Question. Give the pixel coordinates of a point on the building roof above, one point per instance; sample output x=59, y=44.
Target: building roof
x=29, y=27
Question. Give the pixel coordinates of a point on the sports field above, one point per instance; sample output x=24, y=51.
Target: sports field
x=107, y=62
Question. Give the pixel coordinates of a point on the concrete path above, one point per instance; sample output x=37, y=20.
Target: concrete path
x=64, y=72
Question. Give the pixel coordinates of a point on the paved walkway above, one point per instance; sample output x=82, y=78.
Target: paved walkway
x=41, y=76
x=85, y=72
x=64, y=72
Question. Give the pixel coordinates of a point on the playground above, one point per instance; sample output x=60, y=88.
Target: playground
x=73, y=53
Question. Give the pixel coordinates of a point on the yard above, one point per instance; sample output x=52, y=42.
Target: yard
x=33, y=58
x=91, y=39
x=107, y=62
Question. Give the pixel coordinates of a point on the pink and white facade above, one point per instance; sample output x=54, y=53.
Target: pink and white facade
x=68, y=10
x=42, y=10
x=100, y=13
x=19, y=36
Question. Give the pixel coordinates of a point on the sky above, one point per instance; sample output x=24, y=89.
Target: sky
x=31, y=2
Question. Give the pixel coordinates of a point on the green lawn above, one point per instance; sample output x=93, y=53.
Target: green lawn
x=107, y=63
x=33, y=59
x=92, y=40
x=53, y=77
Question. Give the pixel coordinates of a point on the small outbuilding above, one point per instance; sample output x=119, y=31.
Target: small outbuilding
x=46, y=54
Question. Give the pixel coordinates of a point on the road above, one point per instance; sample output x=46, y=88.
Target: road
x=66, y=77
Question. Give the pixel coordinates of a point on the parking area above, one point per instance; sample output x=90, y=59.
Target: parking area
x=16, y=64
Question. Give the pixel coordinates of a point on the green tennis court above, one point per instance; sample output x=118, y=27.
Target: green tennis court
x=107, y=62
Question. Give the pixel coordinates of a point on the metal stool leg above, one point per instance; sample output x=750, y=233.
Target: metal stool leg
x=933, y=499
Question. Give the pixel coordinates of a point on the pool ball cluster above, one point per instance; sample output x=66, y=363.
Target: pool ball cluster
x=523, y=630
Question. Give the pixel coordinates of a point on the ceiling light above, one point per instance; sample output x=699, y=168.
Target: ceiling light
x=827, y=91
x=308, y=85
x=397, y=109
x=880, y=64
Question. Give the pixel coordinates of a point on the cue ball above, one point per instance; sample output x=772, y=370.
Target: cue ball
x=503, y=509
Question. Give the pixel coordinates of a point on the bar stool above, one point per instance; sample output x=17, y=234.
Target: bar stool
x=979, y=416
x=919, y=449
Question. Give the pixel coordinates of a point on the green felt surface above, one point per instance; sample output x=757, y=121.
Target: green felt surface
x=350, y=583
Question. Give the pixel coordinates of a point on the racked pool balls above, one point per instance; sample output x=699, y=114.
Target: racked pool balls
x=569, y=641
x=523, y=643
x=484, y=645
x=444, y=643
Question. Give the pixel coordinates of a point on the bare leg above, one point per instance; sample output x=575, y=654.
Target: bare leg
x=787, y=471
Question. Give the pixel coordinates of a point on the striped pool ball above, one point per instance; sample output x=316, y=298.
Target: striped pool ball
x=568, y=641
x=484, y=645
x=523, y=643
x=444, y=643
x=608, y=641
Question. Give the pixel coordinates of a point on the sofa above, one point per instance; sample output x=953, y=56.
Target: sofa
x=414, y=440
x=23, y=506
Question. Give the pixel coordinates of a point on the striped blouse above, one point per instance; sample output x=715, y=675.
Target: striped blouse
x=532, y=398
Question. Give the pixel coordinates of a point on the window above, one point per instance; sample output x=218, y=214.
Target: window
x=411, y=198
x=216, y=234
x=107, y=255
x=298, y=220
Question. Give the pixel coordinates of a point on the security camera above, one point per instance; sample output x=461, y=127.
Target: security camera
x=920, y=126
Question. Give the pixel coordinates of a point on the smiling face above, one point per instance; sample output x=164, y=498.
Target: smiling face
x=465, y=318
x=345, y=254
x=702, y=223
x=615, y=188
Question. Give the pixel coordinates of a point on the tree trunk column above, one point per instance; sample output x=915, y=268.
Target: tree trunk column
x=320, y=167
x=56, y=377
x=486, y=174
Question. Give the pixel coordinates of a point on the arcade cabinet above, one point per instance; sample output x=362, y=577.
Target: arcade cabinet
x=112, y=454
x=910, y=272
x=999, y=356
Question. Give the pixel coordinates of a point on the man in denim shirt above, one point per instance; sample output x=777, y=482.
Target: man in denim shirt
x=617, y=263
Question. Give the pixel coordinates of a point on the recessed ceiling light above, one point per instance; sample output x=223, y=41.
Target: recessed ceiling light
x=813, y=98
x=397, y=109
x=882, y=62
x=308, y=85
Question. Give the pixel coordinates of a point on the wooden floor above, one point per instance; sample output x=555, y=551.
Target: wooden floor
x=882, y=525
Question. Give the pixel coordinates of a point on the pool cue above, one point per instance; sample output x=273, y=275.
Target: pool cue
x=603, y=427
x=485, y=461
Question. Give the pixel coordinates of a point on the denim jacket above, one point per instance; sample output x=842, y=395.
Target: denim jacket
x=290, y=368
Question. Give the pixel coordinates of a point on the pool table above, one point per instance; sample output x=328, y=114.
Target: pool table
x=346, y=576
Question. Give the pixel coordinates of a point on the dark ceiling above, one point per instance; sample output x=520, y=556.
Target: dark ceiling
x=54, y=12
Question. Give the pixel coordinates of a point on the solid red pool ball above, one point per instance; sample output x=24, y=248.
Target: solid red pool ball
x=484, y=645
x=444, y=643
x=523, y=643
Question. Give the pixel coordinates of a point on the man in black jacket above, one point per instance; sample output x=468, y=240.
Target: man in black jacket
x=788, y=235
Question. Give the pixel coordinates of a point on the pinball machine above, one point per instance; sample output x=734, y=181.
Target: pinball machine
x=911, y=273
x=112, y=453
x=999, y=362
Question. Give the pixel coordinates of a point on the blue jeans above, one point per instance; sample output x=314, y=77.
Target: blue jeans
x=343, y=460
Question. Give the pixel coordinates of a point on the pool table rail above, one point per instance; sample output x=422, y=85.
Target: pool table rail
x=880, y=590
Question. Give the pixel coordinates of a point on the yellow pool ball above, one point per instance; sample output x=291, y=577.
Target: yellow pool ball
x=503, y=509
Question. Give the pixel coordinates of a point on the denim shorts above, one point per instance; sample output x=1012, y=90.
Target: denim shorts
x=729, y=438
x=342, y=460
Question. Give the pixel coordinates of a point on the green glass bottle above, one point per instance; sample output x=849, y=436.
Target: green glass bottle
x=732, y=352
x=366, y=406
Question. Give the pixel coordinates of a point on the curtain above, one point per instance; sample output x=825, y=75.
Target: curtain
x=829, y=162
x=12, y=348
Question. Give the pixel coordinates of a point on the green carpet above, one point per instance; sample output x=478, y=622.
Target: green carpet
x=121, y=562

__Your goal__: Output only the lines running from the line with "output x=1012, y=90." through the final line of the data, inclusive.

__The solution__:
Question. Give the pixel coordinates of a point on the denim shorts above, one point per instance; sample output x=1012, y=90.
Target: denim shorts
x=729, y=438
x=342, y=460
Question. Give the pixel coordinates of a point on the green glass bottle above, one point per instance; sample output x=849, y=436.
Target: green glass bottle
x=732, y=352
x=366, y=406
Question. Give the pixel coordinates of a point on the curtain above, one point per instance; sample output x=825, y=75.
Target: curtain
x=829, y=162
x=12, y=348
Question. Give the pixel coordinates of a point on the green carpet above, one point per instance; sample output x=478, y=622.
Target: green carpet
x=121, y=562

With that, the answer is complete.